Exercise description | Pick out and copy every line of the material below that contains the word "above". Case counts, so copy only lines where the case matches.

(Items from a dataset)
++++++++++
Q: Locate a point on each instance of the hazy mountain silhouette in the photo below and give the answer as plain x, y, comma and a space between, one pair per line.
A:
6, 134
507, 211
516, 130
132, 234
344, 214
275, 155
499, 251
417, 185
++++++++++
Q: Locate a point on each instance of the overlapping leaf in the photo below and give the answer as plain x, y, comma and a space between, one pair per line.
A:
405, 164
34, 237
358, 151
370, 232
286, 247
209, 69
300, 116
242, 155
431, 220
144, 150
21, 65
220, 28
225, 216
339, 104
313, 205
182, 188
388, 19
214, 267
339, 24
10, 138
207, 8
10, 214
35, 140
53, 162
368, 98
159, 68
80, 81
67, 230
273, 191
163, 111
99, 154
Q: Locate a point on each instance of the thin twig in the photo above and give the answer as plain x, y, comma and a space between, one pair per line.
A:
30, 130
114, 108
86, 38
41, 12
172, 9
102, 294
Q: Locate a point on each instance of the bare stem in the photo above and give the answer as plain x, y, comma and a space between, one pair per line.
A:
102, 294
++++++++++
The response |
Q: Locate a point on each instance of the thin twig in the photo above and give the answer as plain x, y, comma and a space between, one pair per line.
Q: Locate a point on each instance of the bare stem in the photo above and give the answer as plain x, y, comma and a space between, one pair per line.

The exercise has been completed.